# Saugeye



## jiggerman (Nov 2, 2009)

Looking for specific spots and GPS coordinates for catching saugeye.


----------



## King-Fish (Oct 18, 2019)

Asking for much lol. You should at least try a bribe! I’ll trade someone a morel honeyhole for a saugeye honeyhole. Something along those lines


----------



## Workingman (Jan 21, 2016)

Also looking for saugeye honey hole, and a ride to the lake.... maybe some wings and a beer after we limit out...? Am I asking too much?! By the way, i lost my last husky jerk last night, any of those i can maybe borrow? Help a brother out! Haha


----------



## jiggerman (Nov 2, 2009)

Thought this was a site to help people find fish lol.


----------



## cottonwoodbloom (May 19, 2012)

jiggerman said:


> Looking for specific spots and GPS coordinates for catching saugeye.


40.149953, -82.972737

I’ve seen some good ones in there.


----------



## Lewis (Apr 5, 2004)

As soon as you leave the bay, turn left, you will see a big log on the shore. Go 14 miles past that. You can't miss it. I spray painted a big X on the water!


----------



## 1MoreKast (Mar 15, 2008)

cottonwoodbloom said:


> 40.149953, -82.972737
> 
> I’ve seen some good ones in there.


That's funny lol


----------



## buckhunter7 (Apr 1, 2019)

Guys down in southwest ohio when will the saugeyes run up the creeks ?


----------

[Saved data entries]
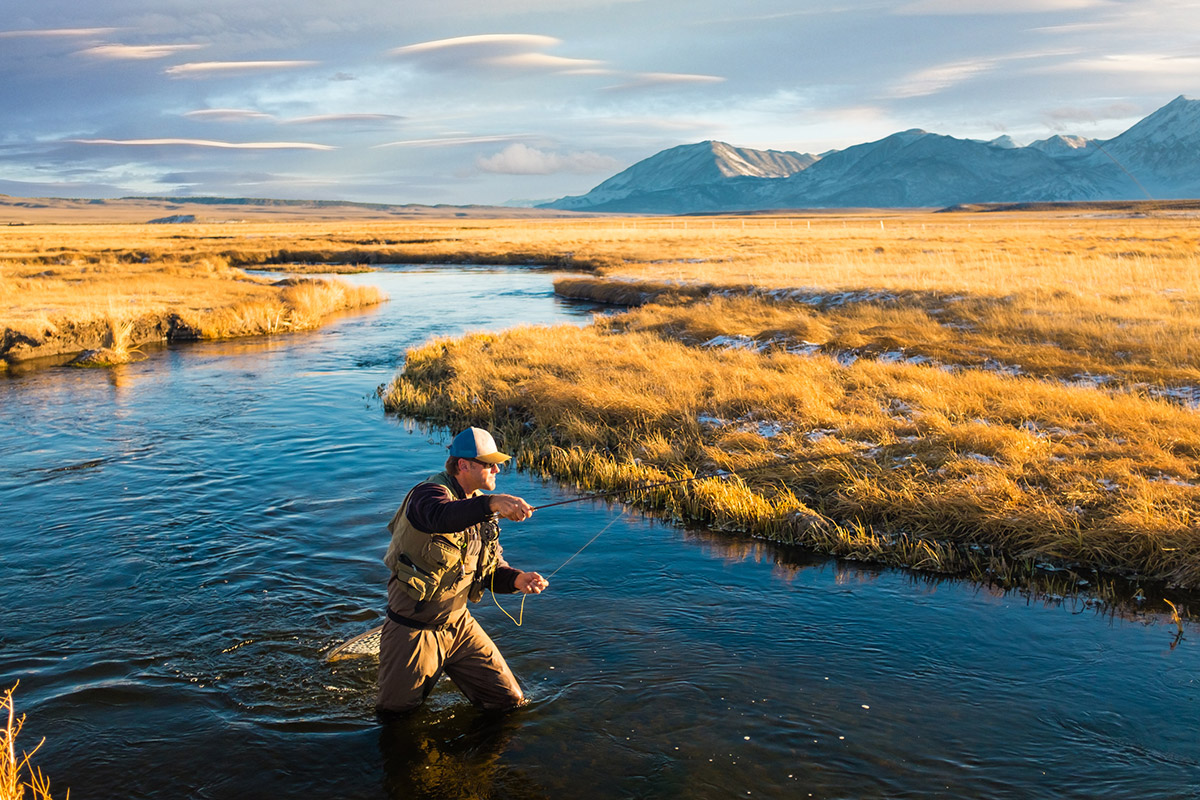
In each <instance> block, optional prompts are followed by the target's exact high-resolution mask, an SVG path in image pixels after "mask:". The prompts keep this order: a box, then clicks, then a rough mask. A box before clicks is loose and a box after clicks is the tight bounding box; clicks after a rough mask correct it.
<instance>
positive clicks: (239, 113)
mask: <svg viewBox="0 0 1200 800" xmlns="http://www.w3.org/2000/svg"><path fill="white" fill-rule="evenodd" d="M181 116H184V118H186V119H190V120H199V121H202V122H277V124H278V125H326V124H335V125H336V124H341V122H355V124H362V122H398V121H401V120H403V119H404V118H403V116H400V115H397V114H316V115H312V116H296V118H293V119H288V120H283V119H280V118H278V116H276V115H275V114H266V113H265V112H256V110H253V109H248V108H200V109H197V110H194V112H184V114H181Z"/></svg>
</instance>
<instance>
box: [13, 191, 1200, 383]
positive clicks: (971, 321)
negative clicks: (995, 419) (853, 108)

■ To do
a. Edit the saugeye thread, starting at "## Lewis (Apr" and ending at "(Mar 15, 2008)", so that "big log" becomes "fallen tree".
b. Report how many lines of the records contain the string "instance", giving only the number.
The saugeye thread and the records are unrelated to each other.

■ Results
a.
## Lewis (Apr 5, 2004)

As soon as you leave the bay, turn left, you will see a fallen tree on the shore. Go 14 miles past that. You can't miss it. I spray painted a big X on the water!


----------



## 1MoreKast (Mar 15, 2008)

b. 4